(Metin alıntısı):
________________________
Yaşamı boyunca, beş büyük savaş ve elli yakın çatışmayı fotoğraflamış, savaş fotoğrafı denince ilk akla gelen isim Robert Capa. Gerçek ismi Endre Ernö Friedmann olan Capa, 22 Haziran 1913 yılında Budapeşte’de dünyaya gelmiştir. 18 yaşındayken politik görüşleri ve katıldığı rejim aleyhtarı gösterilerden dolayı gizli polis tarafından tutuklanmış ve araya giren bir aile yakınlarının yardımıyla serbest kalınca vatanı Macaristan’ı terk etmişti. Önce Viyana, sonra Prag ve 1931 yılında Berlin’e yerleşmiştir. Ama Hitler’le birlikte Almanya’yı terkederek Paris’e yerleşir.
İlk yayınlanmış fotoğrafı 1932 yılında Kopenhag’da Troçki’yi Rus Devrimi’nin anlamı üzerine konuşurken çektiği karedir.
Troçki Rus Devrimi’nin anlamı üzerine konuşurken, Kopenhag, 1932
Çocuk Asker, Hankau, 1938
Düşen Asker, İspanya, 1936
Düşen Asker fotoğrafı, Capa’nın askerin ölümünden biraz da kendisini sorumlu tutması nedeniyle hislerini gizlemesi ve bu nedenle yıllar içinde, fotoğrafı nasıl çektiğine ilişkin farklı açıklamalar yapmasına neden olmuş. Bu sebepten fotoğraf, Capa’nın yaşamı sırasında ve ölümünden sonraki 20 yıl içinde de görüntünün sahiciliği, inandırıcılığı açısından hep sorgulanmıştır.
________________________
(Bazı satırlar)
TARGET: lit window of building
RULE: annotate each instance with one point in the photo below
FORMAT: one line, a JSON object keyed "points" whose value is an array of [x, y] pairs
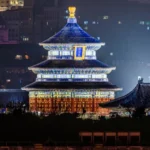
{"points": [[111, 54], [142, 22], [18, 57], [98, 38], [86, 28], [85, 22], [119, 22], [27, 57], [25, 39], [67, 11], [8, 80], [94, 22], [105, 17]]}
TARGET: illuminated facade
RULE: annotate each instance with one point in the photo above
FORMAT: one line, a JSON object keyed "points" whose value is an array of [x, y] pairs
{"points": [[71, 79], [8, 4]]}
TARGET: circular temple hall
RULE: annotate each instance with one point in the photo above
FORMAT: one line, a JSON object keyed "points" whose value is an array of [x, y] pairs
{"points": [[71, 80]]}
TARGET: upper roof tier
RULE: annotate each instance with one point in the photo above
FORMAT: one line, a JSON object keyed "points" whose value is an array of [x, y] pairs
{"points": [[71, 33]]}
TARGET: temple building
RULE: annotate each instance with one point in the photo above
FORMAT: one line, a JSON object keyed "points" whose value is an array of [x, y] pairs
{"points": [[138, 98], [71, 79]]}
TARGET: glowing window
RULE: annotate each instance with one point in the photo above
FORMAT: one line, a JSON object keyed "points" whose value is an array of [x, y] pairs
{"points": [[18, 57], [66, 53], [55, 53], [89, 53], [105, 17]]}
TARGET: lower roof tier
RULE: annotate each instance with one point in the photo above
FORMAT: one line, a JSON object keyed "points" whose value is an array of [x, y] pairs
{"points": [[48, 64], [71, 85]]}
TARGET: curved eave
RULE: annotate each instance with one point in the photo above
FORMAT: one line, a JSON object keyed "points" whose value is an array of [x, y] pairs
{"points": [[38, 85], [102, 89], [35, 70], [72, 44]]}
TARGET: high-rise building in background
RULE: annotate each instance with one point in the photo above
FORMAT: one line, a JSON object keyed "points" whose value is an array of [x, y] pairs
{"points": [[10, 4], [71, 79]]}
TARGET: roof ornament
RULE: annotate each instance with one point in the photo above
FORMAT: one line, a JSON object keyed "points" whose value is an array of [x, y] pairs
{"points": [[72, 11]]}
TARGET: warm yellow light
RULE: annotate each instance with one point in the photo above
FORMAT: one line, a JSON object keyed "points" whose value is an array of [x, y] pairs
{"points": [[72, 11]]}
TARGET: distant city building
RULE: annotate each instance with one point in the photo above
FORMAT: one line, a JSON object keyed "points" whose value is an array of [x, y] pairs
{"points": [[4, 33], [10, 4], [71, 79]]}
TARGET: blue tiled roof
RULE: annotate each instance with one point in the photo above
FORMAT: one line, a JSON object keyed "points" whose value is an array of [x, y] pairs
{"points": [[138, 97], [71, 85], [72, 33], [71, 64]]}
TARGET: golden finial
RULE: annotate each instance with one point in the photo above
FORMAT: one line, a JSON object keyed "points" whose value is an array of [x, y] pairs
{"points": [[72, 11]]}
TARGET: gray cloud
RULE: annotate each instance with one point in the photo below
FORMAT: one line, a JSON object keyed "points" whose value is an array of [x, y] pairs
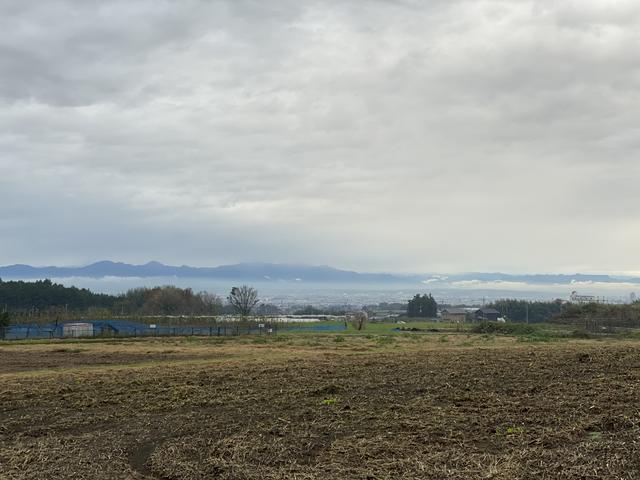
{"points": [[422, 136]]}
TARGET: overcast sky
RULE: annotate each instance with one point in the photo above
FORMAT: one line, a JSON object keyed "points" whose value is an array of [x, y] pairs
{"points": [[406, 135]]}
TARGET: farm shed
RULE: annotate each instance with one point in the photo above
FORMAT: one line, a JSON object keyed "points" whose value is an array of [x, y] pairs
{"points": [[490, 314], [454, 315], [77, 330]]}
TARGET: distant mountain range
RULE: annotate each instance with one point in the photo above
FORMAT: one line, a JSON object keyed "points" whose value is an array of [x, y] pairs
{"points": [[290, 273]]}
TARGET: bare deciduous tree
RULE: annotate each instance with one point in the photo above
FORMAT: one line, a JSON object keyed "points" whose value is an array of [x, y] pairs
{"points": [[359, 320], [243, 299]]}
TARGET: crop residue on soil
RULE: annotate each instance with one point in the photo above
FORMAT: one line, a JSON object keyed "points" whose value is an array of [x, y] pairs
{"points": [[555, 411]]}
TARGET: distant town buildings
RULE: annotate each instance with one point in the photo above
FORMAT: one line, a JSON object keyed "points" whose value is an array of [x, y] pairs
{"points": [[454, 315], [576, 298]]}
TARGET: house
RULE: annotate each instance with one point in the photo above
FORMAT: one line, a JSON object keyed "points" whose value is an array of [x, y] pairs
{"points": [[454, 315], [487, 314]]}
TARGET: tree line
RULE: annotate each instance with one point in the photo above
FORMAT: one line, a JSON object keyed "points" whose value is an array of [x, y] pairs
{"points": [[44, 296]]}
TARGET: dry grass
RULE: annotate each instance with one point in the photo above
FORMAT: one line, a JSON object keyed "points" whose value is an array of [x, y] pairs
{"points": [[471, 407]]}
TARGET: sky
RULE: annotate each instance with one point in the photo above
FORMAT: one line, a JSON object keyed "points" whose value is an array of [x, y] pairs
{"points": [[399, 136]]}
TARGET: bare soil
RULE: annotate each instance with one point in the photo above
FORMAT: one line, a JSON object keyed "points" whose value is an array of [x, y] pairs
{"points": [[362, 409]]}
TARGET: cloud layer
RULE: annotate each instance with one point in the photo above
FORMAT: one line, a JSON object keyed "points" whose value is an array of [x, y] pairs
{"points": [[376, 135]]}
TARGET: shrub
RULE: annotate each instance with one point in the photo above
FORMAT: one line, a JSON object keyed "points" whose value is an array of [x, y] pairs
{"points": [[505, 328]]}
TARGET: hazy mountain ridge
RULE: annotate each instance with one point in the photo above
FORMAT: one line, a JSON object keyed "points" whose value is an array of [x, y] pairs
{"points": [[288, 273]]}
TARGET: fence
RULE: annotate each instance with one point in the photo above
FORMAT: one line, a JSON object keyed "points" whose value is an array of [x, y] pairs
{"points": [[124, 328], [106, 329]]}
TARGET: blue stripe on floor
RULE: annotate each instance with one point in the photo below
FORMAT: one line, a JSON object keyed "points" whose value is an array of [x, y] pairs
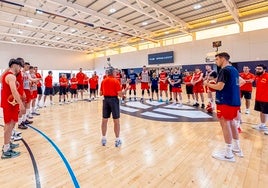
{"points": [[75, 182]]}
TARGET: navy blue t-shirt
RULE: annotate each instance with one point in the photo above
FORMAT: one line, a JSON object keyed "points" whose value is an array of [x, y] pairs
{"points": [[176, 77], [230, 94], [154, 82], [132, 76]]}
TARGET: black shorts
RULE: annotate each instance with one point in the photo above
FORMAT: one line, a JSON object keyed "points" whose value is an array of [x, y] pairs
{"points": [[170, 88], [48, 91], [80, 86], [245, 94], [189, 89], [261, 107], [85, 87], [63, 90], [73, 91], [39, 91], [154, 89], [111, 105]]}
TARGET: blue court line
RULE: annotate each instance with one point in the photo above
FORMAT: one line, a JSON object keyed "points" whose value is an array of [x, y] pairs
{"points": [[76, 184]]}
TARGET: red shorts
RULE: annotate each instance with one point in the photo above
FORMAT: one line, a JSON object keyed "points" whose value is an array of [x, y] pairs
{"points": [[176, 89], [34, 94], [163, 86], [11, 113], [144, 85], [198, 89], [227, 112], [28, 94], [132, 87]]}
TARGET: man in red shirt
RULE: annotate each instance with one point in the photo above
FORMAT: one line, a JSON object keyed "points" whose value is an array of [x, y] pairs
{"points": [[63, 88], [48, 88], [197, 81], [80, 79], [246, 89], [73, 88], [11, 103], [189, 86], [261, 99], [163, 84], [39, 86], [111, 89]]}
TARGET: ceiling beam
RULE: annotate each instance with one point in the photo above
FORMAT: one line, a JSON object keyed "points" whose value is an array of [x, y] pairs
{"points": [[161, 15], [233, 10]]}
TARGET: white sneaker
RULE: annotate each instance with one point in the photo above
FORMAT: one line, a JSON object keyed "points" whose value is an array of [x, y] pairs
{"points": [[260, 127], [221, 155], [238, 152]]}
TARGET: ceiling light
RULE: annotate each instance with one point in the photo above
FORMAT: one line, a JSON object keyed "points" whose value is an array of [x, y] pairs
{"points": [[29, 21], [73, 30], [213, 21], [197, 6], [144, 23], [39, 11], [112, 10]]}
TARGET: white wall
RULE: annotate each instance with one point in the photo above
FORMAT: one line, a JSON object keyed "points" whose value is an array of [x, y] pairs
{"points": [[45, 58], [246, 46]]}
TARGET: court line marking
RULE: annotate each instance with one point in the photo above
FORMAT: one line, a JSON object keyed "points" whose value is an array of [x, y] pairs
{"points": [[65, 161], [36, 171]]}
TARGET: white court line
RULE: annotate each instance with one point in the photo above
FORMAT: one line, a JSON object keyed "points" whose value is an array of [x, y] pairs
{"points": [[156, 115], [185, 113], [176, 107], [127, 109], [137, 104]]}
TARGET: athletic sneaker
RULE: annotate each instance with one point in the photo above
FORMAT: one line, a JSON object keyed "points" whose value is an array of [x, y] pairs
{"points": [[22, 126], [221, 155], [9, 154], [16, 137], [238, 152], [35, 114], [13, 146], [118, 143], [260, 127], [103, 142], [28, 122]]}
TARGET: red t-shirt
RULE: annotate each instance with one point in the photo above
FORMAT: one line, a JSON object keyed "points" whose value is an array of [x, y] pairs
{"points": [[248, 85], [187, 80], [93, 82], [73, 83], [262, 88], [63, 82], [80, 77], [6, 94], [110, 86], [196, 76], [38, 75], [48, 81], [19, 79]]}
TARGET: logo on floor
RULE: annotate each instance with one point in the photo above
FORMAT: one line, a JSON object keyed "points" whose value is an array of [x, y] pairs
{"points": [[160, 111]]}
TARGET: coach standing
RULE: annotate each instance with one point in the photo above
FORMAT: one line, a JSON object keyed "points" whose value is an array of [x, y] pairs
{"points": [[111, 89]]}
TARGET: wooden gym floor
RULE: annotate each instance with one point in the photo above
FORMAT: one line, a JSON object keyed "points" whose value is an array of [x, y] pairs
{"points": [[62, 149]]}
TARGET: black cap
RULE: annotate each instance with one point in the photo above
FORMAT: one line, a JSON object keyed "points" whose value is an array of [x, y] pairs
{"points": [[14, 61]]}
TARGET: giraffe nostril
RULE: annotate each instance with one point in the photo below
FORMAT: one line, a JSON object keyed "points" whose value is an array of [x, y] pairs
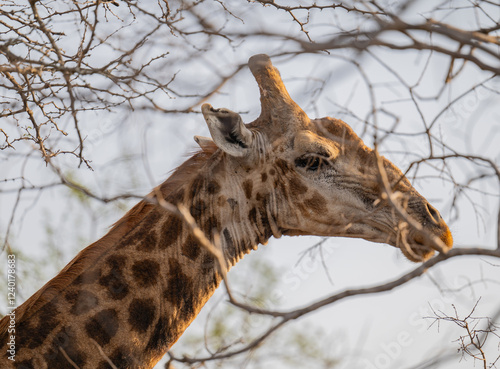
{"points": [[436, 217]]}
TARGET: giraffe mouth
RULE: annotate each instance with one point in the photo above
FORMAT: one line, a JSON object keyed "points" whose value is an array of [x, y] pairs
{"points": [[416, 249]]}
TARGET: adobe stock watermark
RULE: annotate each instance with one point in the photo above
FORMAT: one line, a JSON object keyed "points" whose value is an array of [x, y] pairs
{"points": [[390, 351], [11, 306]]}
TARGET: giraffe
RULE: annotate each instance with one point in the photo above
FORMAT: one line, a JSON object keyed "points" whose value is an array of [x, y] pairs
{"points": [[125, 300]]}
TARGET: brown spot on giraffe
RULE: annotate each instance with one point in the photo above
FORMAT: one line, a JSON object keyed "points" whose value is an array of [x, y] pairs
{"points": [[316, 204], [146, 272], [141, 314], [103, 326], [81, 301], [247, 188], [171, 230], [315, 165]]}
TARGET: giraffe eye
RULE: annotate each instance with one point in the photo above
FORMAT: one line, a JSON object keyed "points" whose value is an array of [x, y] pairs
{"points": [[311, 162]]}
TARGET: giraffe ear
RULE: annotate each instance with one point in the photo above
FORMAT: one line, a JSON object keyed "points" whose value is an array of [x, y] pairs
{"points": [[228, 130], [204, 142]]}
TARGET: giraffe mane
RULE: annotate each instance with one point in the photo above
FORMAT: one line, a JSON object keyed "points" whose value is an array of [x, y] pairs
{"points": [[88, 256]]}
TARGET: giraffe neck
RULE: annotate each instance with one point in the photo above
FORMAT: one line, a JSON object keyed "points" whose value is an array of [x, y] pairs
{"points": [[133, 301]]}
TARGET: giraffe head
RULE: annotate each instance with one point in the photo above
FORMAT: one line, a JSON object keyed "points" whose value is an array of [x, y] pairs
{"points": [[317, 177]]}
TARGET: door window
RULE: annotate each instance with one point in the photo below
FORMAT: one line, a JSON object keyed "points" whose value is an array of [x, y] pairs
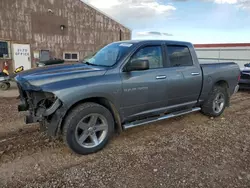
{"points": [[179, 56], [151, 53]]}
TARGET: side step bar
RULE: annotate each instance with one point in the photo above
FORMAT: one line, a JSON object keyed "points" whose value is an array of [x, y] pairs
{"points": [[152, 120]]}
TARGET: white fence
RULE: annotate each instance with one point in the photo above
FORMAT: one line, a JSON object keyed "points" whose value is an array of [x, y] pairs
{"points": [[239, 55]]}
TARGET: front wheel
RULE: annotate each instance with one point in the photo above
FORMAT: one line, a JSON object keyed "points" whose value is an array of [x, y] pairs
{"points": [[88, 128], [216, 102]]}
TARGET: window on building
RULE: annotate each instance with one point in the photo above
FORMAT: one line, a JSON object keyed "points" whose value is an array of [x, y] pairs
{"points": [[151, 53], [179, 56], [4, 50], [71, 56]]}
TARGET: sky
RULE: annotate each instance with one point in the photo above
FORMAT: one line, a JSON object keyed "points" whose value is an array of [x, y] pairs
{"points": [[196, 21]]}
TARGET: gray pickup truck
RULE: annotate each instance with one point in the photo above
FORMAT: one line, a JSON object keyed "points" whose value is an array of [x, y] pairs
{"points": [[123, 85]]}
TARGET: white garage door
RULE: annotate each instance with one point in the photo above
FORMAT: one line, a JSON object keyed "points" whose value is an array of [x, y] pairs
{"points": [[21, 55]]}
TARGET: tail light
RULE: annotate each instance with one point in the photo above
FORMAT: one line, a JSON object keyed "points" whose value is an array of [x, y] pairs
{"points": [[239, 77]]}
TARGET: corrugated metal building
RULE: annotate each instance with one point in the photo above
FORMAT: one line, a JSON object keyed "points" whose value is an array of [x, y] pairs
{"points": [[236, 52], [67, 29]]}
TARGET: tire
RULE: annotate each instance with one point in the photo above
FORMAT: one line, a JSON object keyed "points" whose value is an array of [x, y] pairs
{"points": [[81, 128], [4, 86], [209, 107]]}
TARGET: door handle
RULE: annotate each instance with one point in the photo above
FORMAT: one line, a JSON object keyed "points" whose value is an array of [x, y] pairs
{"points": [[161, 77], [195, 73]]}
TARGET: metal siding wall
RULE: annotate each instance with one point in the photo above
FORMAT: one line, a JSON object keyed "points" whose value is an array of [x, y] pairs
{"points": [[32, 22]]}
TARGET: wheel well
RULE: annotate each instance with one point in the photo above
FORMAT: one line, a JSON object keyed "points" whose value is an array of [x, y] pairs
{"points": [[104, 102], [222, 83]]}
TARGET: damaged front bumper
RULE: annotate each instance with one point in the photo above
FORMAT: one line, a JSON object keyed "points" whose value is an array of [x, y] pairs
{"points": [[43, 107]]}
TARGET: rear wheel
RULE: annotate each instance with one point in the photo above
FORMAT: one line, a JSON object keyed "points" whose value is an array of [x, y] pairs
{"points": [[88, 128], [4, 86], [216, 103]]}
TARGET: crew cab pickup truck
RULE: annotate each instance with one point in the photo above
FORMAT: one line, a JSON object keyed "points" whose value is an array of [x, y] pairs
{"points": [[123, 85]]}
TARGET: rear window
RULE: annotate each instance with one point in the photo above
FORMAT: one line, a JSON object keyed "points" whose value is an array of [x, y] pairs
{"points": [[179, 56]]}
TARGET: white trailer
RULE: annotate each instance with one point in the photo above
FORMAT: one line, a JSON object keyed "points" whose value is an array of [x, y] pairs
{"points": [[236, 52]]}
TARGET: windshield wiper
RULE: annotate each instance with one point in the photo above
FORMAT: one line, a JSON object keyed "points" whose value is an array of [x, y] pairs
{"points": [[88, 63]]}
________________________
(Verilen görev): Robert Capa hakkındaki metinde "Yaşamı boyunca, beş" ile "konuşurken çektiği karedir." arasındaki bölümü, iki uç dahil olmak üzere, hiçbir değişiklik yapmadan çıktı olarak verin.

(Alıştırma sonucu):
Yaşamı boyunca, beş büyük savaş ve elli yakın çatışmayı fotoğraflamış, savaş fotoğrafı denince ilk akla gelen isim Robert Capa. Gerçek ismi Endre Ernö Friedmann olan Capa, 22 Haziran 1913 yılında Budapeşte’de dünyaya gelmiştir. 18 yaşındayken politik görüşleri ve katıldığı rejim aleyhtarı gösterilerden dolayı gizli polis tarafından tutuklanmış ve araya giren bir aile yakınlarının yardımıyla serbest kalınca vatanı Macaristan’ı terk etmişti. Önce Viyana, sonra Prag ve 1931 yılında Berlin’e yerleşmiştir. Ama Hitler’le birlikte Almanya’yı terkederek Paris’e yerleşir.
İlk yayınlanmış fotoğrafı 1932 yılında Kopenhag’da Troçki’yi Rus Devrimi’nin anlamı üzerine konuşurken çektiği karedir.